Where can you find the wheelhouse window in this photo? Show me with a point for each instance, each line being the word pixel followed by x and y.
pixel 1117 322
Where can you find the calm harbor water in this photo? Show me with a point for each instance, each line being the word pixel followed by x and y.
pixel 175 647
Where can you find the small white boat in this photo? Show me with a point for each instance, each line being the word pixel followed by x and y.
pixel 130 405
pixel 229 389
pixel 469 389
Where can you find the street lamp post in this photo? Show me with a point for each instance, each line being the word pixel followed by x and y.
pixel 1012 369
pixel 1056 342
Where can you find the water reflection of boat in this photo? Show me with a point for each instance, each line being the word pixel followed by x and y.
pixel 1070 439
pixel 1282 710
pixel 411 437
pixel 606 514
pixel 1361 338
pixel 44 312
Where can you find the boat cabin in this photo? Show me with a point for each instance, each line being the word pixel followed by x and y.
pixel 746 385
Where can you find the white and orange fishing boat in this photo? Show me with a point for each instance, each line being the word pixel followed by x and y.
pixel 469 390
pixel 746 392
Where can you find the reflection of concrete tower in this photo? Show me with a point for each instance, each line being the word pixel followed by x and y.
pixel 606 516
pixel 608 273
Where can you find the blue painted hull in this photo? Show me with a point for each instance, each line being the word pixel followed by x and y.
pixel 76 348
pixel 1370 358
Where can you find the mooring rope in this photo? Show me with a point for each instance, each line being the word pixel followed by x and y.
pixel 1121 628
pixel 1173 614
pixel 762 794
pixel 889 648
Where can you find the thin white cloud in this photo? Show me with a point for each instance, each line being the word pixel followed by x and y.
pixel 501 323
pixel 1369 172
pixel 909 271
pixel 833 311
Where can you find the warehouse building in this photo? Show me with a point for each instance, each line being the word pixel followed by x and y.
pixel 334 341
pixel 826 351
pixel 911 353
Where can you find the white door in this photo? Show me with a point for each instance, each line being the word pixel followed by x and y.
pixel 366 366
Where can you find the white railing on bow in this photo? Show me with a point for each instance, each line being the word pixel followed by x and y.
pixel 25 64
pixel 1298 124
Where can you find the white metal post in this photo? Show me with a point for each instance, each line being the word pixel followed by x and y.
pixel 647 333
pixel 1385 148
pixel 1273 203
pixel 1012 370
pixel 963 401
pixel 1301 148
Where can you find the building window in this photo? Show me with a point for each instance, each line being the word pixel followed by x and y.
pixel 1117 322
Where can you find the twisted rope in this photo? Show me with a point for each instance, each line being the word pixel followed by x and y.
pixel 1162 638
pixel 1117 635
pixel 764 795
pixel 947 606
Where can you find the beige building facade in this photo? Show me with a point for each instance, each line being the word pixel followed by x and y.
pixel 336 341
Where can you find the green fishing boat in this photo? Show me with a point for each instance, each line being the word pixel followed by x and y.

####

◆ Work to complete
Repeat precisely the lines of the data starting at the one containing "Where can you find the twisted", last line included.

◆ Final result
Where can you find the twisted rope in this photo? Show me with a point for each instance, each line being the word pixel followed by x and y.
pixel 1162 638
pixel 1117 635
pixel 764 795
pixel 947 606
Where can you find the beige building facade in this photo? Show me with a point for each instance, each line being the word pixel followed by x and y.
pixel 336 341
Where can you find the green fishing boat in this photo? Show me with a point for each instance, each line being the word pixel followed by x and y.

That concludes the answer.